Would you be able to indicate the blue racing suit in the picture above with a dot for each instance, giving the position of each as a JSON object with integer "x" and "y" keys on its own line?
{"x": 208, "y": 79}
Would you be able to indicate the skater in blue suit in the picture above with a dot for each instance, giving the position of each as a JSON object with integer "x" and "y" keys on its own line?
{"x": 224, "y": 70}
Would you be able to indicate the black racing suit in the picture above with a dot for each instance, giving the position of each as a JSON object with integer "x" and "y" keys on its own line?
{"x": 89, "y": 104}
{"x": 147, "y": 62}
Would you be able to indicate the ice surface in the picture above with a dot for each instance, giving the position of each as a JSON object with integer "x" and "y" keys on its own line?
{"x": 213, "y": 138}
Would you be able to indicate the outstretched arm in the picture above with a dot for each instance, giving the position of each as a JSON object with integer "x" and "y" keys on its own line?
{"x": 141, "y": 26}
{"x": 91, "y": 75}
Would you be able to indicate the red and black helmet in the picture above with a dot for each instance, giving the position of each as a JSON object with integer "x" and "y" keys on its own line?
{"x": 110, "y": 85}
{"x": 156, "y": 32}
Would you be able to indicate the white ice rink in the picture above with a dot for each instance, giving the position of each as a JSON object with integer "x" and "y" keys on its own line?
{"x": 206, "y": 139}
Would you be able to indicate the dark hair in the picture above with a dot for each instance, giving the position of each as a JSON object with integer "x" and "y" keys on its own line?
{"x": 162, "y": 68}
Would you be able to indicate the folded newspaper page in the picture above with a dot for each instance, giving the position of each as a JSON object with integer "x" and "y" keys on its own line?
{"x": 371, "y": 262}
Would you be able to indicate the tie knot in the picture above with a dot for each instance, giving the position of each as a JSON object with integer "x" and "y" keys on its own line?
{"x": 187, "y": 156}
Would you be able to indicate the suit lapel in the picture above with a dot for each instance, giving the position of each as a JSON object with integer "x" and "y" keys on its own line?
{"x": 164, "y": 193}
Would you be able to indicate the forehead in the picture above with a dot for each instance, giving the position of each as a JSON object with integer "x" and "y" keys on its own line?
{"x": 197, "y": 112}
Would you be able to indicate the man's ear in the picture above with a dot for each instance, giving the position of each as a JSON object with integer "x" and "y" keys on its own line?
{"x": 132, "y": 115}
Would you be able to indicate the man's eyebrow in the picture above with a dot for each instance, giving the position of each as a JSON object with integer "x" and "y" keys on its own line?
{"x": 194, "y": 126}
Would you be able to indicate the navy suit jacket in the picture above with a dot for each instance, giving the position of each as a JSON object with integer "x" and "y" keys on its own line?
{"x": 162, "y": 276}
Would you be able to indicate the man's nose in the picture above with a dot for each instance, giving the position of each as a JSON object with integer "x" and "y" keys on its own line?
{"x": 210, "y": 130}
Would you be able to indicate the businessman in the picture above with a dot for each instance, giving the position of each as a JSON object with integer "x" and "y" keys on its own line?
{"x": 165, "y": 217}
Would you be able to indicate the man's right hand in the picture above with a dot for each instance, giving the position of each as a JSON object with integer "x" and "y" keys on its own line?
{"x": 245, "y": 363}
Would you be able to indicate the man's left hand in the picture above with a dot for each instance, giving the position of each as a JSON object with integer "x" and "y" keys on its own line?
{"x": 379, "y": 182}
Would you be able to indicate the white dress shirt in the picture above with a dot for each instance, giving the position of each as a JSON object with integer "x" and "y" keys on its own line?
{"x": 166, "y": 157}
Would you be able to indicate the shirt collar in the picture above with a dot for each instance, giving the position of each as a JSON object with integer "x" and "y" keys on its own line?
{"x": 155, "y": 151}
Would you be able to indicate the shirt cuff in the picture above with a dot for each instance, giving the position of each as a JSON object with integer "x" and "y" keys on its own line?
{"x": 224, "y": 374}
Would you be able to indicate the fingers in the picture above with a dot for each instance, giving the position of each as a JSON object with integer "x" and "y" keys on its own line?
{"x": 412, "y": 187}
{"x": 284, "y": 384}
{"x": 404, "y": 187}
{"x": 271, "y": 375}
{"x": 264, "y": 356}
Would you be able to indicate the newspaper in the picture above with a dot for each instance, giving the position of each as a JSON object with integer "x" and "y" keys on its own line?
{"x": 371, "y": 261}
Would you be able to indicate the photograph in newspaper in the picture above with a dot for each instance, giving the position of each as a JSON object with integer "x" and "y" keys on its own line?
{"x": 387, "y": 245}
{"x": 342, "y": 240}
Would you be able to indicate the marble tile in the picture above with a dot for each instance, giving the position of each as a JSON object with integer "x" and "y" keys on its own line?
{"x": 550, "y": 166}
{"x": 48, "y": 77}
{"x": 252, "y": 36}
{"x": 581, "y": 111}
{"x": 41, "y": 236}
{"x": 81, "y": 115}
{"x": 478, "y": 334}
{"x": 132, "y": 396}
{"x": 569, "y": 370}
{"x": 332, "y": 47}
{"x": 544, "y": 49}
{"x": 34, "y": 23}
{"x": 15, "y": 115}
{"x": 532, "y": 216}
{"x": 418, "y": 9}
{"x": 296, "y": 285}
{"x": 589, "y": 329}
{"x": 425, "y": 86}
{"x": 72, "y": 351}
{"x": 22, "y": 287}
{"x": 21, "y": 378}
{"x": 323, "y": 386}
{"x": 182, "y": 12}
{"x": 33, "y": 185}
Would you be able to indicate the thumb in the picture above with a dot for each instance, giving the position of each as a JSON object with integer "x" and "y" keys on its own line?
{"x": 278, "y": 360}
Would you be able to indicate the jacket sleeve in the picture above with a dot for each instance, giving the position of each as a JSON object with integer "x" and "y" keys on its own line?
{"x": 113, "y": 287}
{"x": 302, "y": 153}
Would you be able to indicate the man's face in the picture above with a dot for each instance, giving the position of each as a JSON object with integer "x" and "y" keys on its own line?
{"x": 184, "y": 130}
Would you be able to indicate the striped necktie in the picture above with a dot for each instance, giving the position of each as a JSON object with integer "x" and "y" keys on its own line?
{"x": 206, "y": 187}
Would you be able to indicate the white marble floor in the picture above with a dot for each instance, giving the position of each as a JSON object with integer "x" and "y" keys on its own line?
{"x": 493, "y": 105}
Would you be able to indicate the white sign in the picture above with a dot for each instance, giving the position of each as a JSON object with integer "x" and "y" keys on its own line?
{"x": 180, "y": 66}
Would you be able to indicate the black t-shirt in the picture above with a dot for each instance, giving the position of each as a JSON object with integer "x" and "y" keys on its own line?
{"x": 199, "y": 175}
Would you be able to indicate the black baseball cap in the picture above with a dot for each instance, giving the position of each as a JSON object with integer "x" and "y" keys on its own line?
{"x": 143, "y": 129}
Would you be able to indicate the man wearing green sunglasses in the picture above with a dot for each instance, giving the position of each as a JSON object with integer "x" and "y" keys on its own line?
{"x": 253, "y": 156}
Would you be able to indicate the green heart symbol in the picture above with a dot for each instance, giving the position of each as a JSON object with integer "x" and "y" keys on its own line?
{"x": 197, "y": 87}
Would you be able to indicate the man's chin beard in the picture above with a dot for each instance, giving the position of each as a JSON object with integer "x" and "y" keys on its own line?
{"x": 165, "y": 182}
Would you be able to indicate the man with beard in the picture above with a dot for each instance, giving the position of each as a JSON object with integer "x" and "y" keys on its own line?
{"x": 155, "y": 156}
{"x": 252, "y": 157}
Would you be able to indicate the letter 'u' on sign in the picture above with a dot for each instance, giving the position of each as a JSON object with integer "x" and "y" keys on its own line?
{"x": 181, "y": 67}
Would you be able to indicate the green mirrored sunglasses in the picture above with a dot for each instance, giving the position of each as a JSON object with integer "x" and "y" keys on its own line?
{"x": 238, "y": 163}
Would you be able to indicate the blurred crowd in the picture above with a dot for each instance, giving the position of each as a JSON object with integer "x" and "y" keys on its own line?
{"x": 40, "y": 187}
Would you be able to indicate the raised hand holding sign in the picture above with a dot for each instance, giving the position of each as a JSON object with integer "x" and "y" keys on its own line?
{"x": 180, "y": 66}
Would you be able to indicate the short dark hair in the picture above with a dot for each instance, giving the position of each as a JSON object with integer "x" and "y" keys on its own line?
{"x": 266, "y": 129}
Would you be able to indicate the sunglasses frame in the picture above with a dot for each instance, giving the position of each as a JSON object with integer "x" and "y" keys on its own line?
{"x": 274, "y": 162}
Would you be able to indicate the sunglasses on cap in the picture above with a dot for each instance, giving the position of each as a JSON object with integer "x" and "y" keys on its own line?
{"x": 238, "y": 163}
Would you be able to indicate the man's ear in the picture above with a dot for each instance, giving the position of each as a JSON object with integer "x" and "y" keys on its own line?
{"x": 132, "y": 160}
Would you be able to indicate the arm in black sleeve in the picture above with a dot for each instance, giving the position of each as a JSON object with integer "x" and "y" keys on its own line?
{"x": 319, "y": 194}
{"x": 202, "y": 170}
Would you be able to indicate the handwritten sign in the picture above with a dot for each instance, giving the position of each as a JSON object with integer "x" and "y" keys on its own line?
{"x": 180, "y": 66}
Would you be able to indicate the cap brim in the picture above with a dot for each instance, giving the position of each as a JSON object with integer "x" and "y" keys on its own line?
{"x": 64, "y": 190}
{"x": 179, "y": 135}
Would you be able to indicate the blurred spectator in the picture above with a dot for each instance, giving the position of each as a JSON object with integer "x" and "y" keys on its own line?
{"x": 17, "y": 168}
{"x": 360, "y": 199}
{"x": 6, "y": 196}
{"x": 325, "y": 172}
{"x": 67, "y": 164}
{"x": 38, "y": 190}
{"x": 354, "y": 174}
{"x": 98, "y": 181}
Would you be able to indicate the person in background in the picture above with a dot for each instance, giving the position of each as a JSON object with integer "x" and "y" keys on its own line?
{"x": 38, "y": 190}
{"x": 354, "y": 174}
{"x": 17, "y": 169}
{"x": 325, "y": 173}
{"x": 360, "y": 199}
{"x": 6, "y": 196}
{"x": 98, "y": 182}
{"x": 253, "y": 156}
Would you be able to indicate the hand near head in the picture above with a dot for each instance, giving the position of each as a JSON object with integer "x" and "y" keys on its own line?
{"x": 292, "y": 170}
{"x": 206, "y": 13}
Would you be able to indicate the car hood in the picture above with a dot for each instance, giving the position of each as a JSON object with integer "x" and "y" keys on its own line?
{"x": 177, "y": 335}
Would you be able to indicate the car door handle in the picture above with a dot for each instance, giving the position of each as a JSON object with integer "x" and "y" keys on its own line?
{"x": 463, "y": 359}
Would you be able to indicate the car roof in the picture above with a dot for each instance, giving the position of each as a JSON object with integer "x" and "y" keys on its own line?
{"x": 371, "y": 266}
::::::::
*Action item:* Print from the line containing "Would you be able to indicate the car hood" to the last line above, exactly as written.

*Written reply:*
Would you be able to indicate the car hood in the picture above with a dot for each instance, giving the position of each as a JSON object with integer "x" and "y" keys on its own line?
{"x": 177, "y": 335}
Would you be able to indicate the car door handle in the picture above with a dot for each instance, giving the position of each as a JSON object with integer "x" and "y" keys on its own line?
{"x": 463, "y": 359}
Would you be able to indicate the car roof in the picture above with a dot for each instance, giving the position of each as a JSON object with integer "x" and "y" keys on its own line?
{"x": 371, "y": 266}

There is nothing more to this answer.